Set task:
Rewrite the records below as a JSON list of strings with one string per line, omitting blank lines: begin at the line that contains "the mountain range" and continue through the end of the records. Please leave the pictures out of your answer.

Saved data entries

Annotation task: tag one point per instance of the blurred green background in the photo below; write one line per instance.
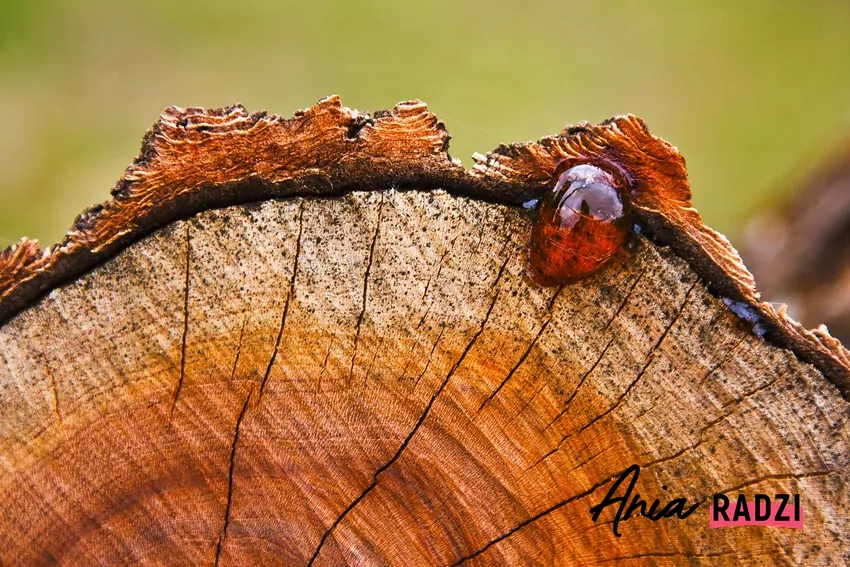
(751, 92)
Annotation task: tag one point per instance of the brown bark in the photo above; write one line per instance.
(241, 370)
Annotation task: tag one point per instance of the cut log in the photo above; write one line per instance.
(312, 342)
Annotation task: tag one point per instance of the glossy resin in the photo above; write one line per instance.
(583, 220)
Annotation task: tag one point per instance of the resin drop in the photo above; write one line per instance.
(582, 221)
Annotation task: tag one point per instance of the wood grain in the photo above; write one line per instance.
(370, 378)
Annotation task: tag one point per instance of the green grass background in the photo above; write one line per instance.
(751, 92)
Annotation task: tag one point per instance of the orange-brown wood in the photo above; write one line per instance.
(369, 377)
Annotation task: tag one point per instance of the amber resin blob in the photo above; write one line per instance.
(582, 221)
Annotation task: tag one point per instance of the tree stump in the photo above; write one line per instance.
(312, 341)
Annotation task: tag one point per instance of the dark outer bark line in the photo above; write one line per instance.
(369, 160)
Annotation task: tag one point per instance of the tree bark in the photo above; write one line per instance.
(312, 341)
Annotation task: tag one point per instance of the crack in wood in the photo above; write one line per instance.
(185, 324)
(423, 416)
(530, 520)
(53, 390)
(516, 366)
(289, 296)
(427, 362)
(445, 253)
(366, 287)
(223, 534)
(578, 387)
(238, 347)
(325, 363)
(649, 359)
(625, 299)
(725, 359)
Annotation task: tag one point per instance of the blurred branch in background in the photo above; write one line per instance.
(799, 249)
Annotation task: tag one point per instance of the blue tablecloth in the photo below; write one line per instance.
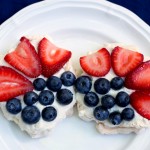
(139, 7)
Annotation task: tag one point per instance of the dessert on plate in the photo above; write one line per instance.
(36, 89)
(114, 89)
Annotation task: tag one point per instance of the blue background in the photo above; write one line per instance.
(139, 7)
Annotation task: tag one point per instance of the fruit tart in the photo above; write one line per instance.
(114, 89)
(36, 91)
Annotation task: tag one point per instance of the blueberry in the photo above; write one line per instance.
(64, 96)
(13, 106)
(115, 118)
(39, 84)
(122, 99)
(101, 113)
(108, 101)
(46, 97)
(54, 83)
(68, 78)
(102, 86)
(91, 99)
(83, 84)
(49, 113)
(117, 83)
(30, 98)
(127, 114)
(30, 114)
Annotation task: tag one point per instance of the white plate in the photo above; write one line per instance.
(79, 25)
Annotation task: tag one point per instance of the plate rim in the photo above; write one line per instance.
(112, 8)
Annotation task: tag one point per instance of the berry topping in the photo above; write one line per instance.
(91, 99)
(13, 106)
(122, 99)
(140, 101)
(139, 79)
(127, 114)
(108, 101)
(39, 84)
(46, 97)
(115, 118)
(30, 114)
(68, 78)
(49, 113)
(117, 83)
(102, 86)
(64, 96)
(83, 84)
(124, 61)
(101, 113)
(12, 84)
(30, 98)
(25, 59)
(54, 83)
(96, 64)
(52, 58)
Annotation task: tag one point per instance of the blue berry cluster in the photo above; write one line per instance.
(30, 114)
(101, 87)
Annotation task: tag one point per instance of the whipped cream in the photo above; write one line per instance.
(105, 127)
(42, 127)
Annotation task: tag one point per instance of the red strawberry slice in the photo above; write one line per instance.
(97, 64)
(124, 61)
(140, 101)
(139, 79)
(52, 58)
(25, 59)
(12, 84)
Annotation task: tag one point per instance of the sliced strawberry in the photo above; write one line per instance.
(25, 59)
(52, 58)
(12, 84)
(139, 79)
(97, 64)
(140, 101)
(124, 61)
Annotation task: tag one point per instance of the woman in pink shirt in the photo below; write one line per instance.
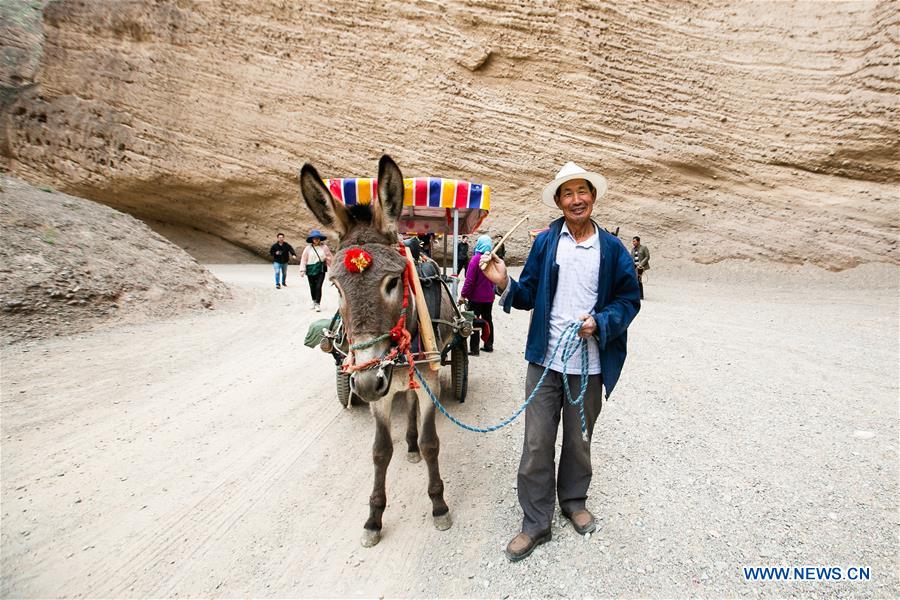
(478, 291)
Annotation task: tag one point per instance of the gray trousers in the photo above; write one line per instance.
(537, 469)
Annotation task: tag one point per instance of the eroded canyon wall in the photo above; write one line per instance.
(763, 130)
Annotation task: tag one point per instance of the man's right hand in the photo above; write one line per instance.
(494, 269)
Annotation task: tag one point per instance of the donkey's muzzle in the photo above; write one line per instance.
(372, 384)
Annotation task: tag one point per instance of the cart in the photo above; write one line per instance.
(431, 205)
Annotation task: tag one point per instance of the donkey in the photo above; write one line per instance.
(371, 304)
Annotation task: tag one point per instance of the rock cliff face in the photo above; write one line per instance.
(756, 130)
(68, 265)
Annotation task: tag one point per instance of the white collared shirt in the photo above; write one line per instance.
(576, 294)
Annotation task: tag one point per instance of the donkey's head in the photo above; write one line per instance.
(371, 297)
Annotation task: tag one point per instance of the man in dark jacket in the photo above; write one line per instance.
(281, 253)
(576, 272)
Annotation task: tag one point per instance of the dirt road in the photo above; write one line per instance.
(756, 424)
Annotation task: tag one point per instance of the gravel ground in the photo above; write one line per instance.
(755, 424)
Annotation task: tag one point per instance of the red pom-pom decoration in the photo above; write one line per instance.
(357, 260)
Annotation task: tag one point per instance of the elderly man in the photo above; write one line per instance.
(576, 272)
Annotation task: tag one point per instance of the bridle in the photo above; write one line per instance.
(401, 339)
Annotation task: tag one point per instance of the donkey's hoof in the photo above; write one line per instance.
(370, 538)
(443, 522)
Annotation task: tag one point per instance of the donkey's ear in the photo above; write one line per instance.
(330, 212)
(390, 195)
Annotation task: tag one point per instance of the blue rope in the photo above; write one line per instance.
(570, 344)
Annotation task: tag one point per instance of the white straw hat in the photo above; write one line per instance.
(572, 171)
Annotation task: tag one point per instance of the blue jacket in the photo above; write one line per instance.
(618, 299)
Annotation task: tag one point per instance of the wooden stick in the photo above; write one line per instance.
(426, 330)
(509, 233)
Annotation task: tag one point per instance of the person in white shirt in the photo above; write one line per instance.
(576, 272)
(314, 264)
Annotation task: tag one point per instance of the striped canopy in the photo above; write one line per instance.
(428, 202)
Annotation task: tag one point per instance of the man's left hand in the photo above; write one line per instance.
(588, 327)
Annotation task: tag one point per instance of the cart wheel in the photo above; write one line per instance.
(345, 396)
(459, 372)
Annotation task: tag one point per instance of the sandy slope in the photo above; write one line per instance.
(756, 424)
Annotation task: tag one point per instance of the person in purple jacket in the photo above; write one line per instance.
(478, 291)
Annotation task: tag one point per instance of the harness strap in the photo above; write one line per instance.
(398, 334)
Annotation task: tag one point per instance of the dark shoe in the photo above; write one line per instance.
(523, 544)
(582, 521)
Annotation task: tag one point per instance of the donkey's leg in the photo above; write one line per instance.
(430, 446)
(412, 427)
(382, 450)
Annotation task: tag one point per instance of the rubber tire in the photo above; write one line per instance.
(459, 372)
(342, 380)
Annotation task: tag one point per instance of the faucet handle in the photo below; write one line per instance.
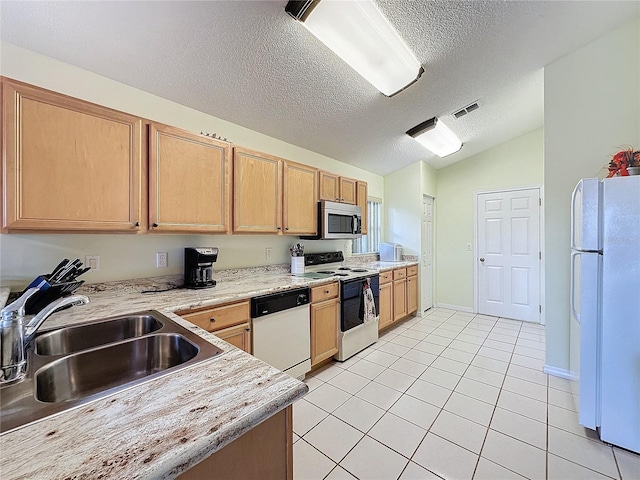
(18, 306)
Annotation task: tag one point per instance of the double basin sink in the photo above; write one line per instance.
(74, 365)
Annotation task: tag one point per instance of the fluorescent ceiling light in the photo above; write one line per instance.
(358, 33)
(435, 136)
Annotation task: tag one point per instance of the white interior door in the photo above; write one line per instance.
(426, 297)
(508, 254)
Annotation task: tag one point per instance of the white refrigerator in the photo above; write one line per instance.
(605, 307)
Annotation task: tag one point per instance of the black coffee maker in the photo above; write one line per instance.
(198, 266)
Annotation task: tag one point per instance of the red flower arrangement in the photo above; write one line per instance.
(623, 160)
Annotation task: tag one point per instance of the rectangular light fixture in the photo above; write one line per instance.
(360, 35)
(435, 136)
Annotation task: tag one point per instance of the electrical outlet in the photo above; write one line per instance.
(162, 259)
(92, 261)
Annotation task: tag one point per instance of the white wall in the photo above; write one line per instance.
(591, 111)
(122, 256)
(516, 163)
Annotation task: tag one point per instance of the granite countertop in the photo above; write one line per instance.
(161, 428)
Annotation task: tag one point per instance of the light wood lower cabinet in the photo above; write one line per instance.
(398, 294)
(265, 452)
(412, 294)
(239, 336)
(325, 315)
(68, 165)
(386, 305)
(229, 322)
(399, 299)
(189, 182)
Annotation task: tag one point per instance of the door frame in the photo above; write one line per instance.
(433, 260)
(476, 196)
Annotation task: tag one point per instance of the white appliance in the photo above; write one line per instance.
(390, 252)
(605, 307)
(281, 330)
(359, 301)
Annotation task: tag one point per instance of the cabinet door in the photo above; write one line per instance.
(218, 317)
(362, 203)
(412, 294)
(188, 181)
(386, 305)
(300, 199)
(324, 330)
(257, 192)
(399, 299)
(68, 165)
(329, 186)
(238, 336)
(348, 190)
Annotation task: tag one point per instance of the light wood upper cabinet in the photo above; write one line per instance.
(257, 186)
(329, 186)
(362, 203)
(189, 181)
(300, 199)
(68, 165)
(325, 316)
(348, 192)
(337, 189)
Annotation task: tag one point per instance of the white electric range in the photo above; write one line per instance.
(359, 300)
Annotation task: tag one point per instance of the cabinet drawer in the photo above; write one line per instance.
(324, 292)
(219, 317)
(399, 273)
(386, 277)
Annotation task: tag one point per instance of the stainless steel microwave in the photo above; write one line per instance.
(339, 220)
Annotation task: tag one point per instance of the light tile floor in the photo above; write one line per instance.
(450, 395)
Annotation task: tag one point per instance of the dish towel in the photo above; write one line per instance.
(369, 314)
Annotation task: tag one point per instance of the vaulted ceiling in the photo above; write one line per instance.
(248, 62)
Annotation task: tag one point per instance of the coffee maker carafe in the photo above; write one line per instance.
(198, 266)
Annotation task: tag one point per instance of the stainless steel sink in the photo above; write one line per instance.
(74, 339)
(78, 364)
(80, 375)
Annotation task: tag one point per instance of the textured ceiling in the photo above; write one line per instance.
(249, 63)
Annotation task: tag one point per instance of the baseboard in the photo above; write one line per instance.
(454, 307)
(558, 372)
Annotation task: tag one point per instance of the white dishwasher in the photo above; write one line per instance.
(281, 330)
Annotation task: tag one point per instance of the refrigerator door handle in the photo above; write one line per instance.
(573, 216)
(572, 300)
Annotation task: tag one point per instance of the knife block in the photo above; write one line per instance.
(48, 293)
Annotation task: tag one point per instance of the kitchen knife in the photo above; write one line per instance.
(65, 271)
(58, 269)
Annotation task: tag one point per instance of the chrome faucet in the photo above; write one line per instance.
(15, 335)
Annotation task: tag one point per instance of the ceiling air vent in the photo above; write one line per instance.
(468, 109)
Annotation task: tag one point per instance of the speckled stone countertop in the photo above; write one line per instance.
(163, 427)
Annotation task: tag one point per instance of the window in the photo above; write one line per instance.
(370, 243)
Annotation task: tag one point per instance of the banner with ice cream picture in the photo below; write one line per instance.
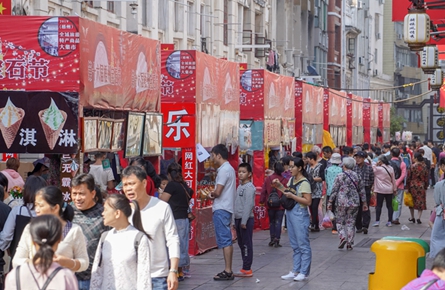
(39, 122)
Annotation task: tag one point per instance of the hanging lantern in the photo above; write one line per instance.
(436, 79)
(429, 59)
(416, 27)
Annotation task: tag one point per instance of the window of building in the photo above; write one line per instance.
(110, 6)
(226, 21)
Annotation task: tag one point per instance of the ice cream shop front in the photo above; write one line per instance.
(67, 88)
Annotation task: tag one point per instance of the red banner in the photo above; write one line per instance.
(326, 102)
(119, 70)
(349, 120)
(179, 127)
(43, 56)
(380, 126)
(252, 94)
(299, 114)
(367, 120)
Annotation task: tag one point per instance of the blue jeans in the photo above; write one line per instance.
(84, 284)
(222, 220)
(183, 232)
(159, 283)
(396, 214)
(297, 228)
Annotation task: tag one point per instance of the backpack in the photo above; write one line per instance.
(137, 241)
(395, 164)
(406, 158)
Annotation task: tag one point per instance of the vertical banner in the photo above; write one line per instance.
(367, 120)
(349, 120)
(299, 114)
(326, 110)
(380, 111)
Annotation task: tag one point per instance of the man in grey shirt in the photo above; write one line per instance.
(223, 207)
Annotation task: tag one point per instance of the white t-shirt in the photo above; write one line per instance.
(225, 175)
(101, 176)
(159, 224)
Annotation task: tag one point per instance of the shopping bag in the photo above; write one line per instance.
(373, 200)
(395, 204)
(408, 199)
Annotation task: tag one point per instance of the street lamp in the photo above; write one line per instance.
(416, 26)
(429, 59)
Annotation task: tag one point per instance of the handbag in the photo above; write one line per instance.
(190, 215)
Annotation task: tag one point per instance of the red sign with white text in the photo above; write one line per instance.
(179, 125)
(39, 53)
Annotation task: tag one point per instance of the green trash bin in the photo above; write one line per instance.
(421, 262)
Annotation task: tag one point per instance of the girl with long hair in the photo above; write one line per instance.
(177, 194)
(298, 189)
(46, 234)
(122, 259)
(72, 251)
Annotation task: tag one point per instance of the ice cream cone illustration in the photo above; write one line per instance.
(10, 120)
(52, 120)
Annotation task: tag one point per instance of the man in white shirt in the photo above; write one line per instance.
(158, 222)
(223, 207)
(104, 178)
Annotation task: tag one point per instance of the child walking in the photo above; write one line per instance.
(244, 219)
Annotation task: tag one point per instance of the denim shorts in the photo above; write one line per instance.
(221, 221)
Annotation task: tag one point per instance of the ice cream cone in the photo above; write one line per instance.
(51, 135)
(9, 133)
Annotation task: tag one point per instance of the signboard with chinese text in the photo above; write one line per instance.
(43, 56)
(119, 70)
(179, 125)
(39, 122)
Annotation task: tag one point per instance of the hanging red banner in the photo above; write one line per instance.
(349, 120)
(367, 120)
(299, 114)
(44, 56)
(326, 110)
(179, 127)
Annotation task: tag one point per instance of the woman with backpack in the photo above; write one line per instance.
(122, 259)
(42, 272)
(417, 184)
(270, 197)
(71, 252)
(384, 186)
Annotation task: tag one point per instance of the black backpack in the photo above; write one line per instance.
(395, 164)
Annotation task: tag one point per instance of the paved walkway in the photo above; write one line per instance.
(331, 268)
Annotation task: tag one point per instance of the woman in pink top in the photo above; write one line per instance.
(42, 272)
(384, 186)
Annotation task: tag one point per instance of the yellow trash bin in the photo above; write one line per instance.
(395, 265)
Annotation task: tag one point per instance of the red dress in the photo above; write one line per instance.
(417, 184)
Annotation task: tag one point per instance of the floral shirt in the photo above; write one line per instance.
(316, 172)
(348, 189)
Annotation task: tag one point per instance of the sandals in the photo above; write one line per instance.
(224, 276)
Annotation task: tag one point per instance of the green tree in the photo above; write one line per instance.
(396, 122)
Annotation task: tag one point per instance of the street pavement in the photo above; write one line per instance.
(331, 268)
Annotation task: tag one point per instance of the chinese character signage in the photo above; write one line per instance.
(39, 53)
(38, 122)
(119, 70)
(179, 125)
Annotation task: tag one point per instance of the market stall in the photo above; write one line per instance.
(200, 103)
(266, 102)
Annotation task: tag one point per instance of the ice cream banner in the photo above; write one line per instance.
(39, 122)
(39, 53)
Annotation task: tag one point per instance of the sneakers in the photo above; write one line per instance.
(243, 273)
(300, 277)
(289, 276)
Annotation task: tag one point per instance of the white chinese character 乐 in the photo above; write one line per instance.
(175, 124)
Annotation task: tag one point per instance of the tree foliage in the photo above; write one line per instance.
(396, 122)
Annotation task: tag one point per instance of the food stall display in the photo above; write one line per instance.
(200, 104)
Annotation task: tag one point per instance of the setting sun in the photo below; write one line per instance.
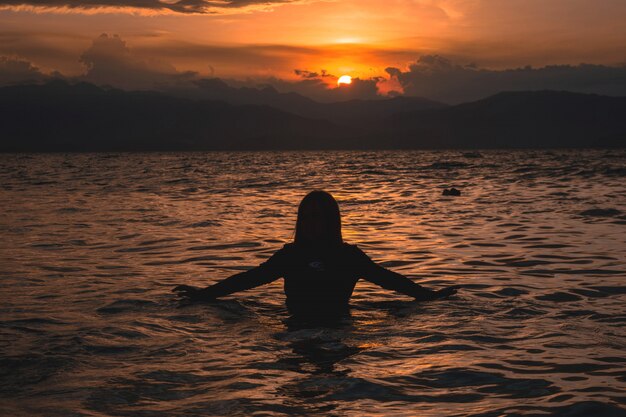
(344, 79)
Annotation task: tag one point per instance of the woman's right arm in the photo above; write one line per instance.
(265, 273)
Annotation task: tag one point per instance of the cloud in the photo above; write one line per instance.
(143, 6)
(110, 61)
(320, 86)
(18, 71)
(438, 78)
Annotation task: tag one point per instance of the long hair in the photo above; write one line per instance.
(319, 220)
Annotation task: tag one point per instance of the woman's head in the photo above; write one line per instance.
(319, 221)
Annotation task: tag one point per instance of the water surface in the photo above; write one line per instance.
(93, 243)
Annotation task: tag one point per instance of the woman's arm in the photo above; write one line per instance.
(390, 280)
(265, 273)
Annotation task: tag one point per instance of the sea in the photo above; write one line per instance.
(91, 246)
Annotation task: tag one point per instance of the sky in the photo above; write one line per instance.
(451, 50)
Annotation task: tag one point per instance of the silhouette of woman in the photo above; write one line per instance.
(319, 269)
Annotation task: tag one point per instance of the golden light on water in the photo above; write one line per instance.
(344, 80)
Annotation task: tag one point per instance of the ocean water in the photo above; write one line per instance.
(92, 245)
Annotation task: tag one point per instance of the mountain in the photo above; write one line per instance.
(82, 117)
(528, 119)
(62, 117)
(353, 113)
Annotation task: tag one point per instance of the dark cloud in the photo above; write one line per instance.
(320, 86)
(438, 78)
(110, 61)
(18, 71)
(176, 6)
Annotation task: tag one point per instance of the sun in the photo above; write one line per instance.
(344, 79)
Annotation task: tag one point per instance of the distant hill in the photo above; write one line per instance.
(356, 113)
(82, 117)
(536, 119)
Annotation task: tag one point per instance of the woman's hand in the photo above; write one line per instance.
(188, 292)
(445, 292)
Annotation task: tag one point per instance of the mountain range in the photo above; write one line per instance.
(60, 116)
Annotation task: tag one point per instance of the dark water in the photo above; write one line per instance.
(92, 244)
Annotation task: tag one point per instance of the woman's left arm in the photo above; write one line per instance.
(390, 280)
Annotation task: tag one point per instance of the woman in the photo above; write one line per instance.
(319, 269)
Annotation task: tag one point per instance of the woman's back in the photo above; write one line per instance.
(318, 277)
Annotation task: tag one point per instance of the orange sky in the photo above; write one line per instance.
(356, 37)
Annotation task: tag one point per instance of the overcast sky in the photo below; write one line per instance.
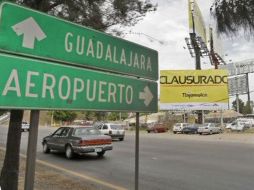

Result of the exercise:
[
  "Annotation task: tag one point per instance of the mountain range in the photo above; write one line per instance.",
  "(60, 116)",
  "Annotation task: tag one point per instance of the dark water in the photo above; write one line per instance.",
  "(92, 244)",
  "Annotation task: tag one point per instance of the woman's left arm in the photo above; write one line per instance.",
  "(390, 280)",
  "Annotation task: tag one point per instance of the woman in the photo above; write one line per instance.",
  "(319, 269)",
  "Annotation task: tag one point per instance of the woman's back in the photo above; write one line per instance.",
  "(318, 277)",
  "Annotation task: tag one point per instance of the orange sky in the photo above; write one line per instance.",
  "(356, 37)",
  "Annotation task: tag one point per instance of the overcast sky in the photo below; write one line per instance."
]